* **What you will do**
a. The text about the documentary Behind Closed Doors names a series of proceedings that came after the double murder. List each one.
b. Continue the interview about the documentary Behind Closed Doors from the point where the text stops.

* **Provided text**
One of the most complicated (and epic, as it feels much larger than the sum of its two parts) documentaries I’ve seen in years, P.A. Carter’s Behind Closed Doors is this summer’s not-to-miss film for true crime devotees. Debuting on HBO July 16th and 17th, Carter’s meticulously-crafted picture begins with the double murder of 13-year-old Aarushi Talwar and her family’s servant Hemraj Banjade in the Talwars’s upper-middle-class home — a mystery that immediately unleashed a media circus in the staid Indian town of Noida. But it was the whiplash machinations surrounding the subsequent investigations and interrogations, trials and appeals, that kept the public riveted to this decade-plus-long soap opera. One in which class and privilege, and cultural clashes, played a starring role.

Filmmaker took the opportunity to speak with Carter about his astonishing doc just prior to the film’s airdate.

Filmmaker: So why did you decide to tackle this incredibly byzantine — and endlessly documented — story in the first place?

Carter: At the outset the assumption was that this was a relatively straightforward case in which the parents had been subject to a miscarriage of justice and that the true perpetrators were in the clear. The weight of the coverage we looked at — in particular an influential new book on the case — suggested this. The extraordinarily byzantine nature emerged only as we peeled back the layers — until many of our initial beliefs and certainties were upended, and our imaginations had to be broadened.

* **Supplied entries**
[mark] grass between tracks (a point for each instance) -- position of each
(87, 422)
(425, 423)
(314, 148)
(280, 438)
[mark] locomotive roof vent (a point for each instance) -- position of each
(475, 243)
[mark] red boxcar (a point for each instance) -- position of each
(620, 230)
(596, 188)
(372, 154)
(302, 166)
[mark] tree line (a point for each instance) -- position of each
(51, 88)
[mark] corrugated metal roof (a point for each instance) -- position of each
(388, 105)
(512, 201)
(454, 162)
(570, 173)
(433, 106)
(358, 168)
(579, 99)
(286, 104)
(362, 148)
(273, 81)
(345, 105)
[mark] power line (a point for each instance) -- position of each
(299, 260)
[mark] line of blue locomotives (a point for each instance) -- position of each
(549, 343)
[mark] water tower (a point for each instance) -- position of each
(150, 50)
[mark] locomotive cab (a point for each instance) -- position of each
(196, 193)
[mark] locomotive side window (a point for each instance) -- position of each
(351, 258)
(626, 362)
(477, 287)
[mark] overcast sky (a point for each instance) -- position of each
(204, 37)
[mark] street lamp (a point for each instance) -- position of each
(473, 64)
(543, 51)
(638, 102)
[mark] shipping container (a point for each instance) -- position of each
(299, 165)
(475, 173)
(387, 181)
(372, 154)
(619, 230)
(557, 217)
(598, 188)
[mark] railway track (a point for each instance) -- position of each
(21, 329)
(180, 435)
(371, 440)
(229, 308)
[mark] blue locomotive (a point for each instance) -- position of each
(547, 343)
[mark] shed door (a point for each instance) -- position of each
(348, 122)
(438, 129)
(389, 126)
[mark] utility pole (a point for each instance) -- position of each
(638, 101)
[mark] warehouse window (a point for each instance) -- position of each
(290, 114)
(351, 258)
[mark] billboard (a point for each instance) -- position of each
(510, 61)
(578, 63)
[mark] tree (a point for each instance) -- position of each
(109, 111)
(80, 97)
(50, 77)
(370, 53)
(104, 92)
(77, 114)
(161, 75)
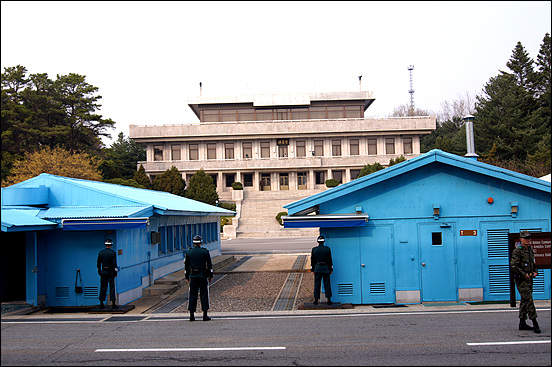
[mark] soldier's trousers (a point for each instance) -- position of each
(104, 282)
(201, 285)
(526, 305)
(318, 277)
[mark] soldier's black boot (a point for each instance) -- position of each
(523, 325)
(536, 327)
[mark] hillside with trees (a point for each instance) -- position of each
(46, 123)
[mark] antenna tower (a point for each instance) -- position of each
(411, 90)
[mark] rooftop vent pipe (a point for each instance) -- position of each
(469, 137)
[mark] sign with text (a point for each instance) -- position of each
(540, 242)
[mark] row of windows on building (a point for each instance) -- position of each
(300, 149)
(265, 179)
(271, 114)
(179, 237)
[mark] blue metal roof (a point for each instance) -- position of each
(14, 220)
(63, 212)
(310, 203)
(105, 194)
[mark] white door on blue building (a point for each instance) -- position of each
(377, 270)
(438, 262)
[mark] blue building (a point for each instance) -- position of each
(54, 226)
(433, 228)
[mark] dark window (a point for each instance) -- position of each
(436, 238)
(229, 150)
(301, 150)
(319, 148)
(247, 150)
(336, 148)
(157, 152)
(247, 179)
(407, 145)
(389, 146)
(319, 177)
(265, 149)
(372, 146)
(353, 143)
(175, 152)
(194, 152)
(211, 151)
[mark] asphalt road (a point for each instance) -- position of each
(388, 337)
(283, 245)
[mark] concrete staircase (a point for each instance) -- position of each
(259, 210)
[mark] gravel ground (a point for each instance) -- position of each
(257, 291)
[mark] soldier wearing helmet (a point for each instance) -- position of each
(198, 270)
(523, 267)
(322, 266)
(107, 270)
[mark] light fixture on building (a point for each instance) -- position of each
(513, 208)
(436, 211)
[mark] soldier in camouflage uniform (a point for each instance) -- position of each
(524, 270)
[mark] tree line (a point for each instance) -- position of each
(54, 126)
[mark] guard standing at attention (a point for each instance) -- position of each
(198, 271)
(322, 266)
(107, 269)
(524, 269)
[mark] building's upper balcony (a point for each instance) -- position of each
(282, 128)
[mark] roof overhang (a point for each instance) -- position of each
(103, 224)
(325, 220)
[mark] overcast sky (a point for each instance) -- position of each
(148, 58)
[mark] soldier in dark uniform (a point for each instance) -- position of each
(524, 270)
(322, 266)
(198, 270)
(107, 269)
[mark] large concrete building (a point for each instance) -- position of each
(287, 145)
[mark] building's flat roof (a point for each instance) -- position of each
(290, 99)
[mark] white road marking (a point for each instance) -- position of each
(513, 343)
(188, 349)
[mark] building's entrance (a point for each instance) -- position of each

* **Responses per task**
a.
- investigations
- interrogations
- trials
- appeals

b.
Filmmaker: The case received a huge amount of attention in the Indian press, which, like the society itself, is split between upper and lower class, English language versus Hindi. Which inevitably affected coverage. People’s version of “the truth” about what happened depended on the media that they consumed (not unlike here in America, land of Fox News versus MSNBC). So how is the film being perceived in India? Are one or both sides wary?

Carter: The case did receive phenomenal coverage, which both fed off and fed into the complexities of class, caste and language.

I wouldn’t presume to be able to speak for how the film has been perceived in India, which is endlessly complex and fascinating. But our Indian commissioning broadcaster Star was pleased with the show. We hope that we have shed new light on the case and challenged some of the assumptions surrounding it.

Filmmaker: How did you gain the trust of all the various participants that you interviewed? Was everyone anxious to air their side? Reticent to appear on camera?

Carter: I am not sure it was always “trust” in a conventional sense that was the vital ingredient. Sometimes it was, of course. But in a very complex case with layers of relationships and a long history, people had a range of motivations for wanting to speak out.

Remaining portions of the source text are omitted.